▶ Problem to solve
Swap every "Identify" in the data below for "Locate" and write all the lines out again with nothing else changed. Leave the pictures out of your answer.

▶ Records to process
## begin

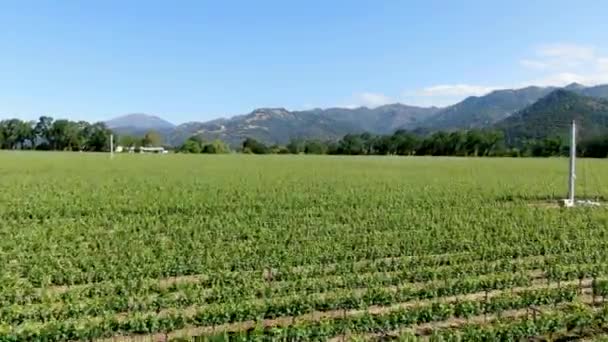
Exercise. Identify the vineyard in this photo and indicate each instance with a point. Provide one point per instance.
(237, 247)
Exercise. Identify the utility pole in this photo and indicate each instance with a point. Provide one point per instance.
(569, 202)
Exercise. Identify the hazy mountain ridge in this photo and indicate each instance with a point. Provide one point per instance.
(551, 117)
(279, 125)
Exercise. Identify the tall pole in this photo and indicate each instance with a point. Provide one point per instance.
(111, 145)
(572, 176)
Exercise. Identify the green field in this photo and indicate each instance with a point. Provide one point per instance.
(148, 247)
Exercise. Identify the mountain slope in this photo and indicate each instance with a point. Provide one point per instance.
(477, 112)
(551, 116)
(270, 125)
(380, 120)
(138, 124)
(278, 125)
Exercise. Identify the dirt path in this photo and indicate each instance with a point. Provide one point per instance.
(169, 281)
(426, 329)
(319, 315)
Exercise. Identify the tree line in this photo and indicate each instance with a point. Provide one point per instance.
(475, 142)
(65, 135)
(50, 134)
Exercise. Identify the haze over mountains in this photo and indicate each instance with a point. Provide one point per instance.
(524, 113)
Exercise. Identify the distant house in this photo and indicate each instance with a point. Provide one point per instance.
(160, 150)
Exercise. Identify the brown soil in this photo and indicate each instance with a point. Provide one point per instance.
(319, 315)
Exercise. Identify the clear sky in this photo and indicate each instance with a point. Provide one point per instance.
(198, 60)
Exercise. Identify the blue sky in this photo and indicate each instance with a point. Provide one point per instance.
(198, 60)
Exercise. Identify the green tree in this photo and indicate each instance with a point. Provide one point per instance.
(97, 137)
(315, 147)
(191, 145)
(152, 138)
(251, 145)
(216, 147)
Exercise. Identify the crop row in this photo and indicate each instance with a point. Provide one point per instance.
(153, 323)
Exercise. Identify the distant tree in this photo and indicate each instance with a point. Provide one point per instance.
(315, 147)
(216, 147)
(296, 146)
(352, 144)
(129, 141)
(42, 129)
(16, 134)
(152, 138)
(97, 137)
(251, 145)
(191, 145)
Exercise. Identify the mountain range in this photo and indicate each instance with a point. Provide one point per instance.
(513, 110)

## end

▶ The response
Exercise. Locate the vineyard in this photo and indicate each instance with a point. Provide one point per instance.
(237, 247)
Exercise. Locate the utility pole in this photo and indicate each instance with a point. Provide one point per instance.
(569, 202)
Exercise. Locate the hazy mountain ridge in this photo and indicate each instance with a point. Provide one point per instance.
(551, 117)
(279, 125)
Exercise. Locate the tall pole in this photo and indicate each instance with a point. Provide one point per instance.
(111, 145)
(572, 176)
Exercise. Locate the green field in this photo and indicate each instance with a point. Provide one point per instance.
(148, 247)
Exercise. Locate the mountain slope in this photo and indicate each instance with a point. Provide one point per instance.
(477, 112)
(551, 116)
(270, 125)
(380, 120)
(138, 124)
(278, 125)
Exercise. Locate the dirt path in this photo and indicate each instance with a point. Provide one point per instance.
(169, 281)
(426, 329)
(319, 315)
Exercise. Locate the tree line in this photo and indicate each instance with a point. Provide one point per instance.
(475, 142)
(65, 135)
(50, 134)
Exercise. Locate the haze over mountains in this photo and indicate each instance with a point. Provide one point per instance.
(524, 113)
Exercise. Locate the distant house in this photo and indicate each instance with a point. Provide one point per instance.
(160, 150)
Exercise. Locate the brown soil in this photo and indicate each instance with a point. Provide one point per instance.
(319, 315)
Exercise. Locate the clear sky in this photo and indicate each instance with a point. Provide one point per instance.
(198, 60)
Exercise. Locate the blue sky in this photo and indicate each instance with a point. Provide one point per instance.
(198, 60)
Exercise. Locate the green tree in this photo and indicate each instance with a point. Provide one point per instance.
(97, 137)
(315, 147)
(191, 145)
(152, 138)
(251, 145)
(216, 147)
Exercise. Locate the crop row in this photo and indicate each instance with a point. Provide one point per instance.
(153, 323)
Exercise. Locate the distant tree in this photo and indicate each instance with a point. Provide one point per instance.
(315, 147)
(216, 147)
(296, 146)
(352, 144)
(129, 141)
(42, 129)
(16, 134)
(152, 138)
(97, 137)
(251, 145)
(191, 145)
Exercise. Locate the mountain range in this photo and indicate each instance with a point. Provide one point per instance.
(513, 110)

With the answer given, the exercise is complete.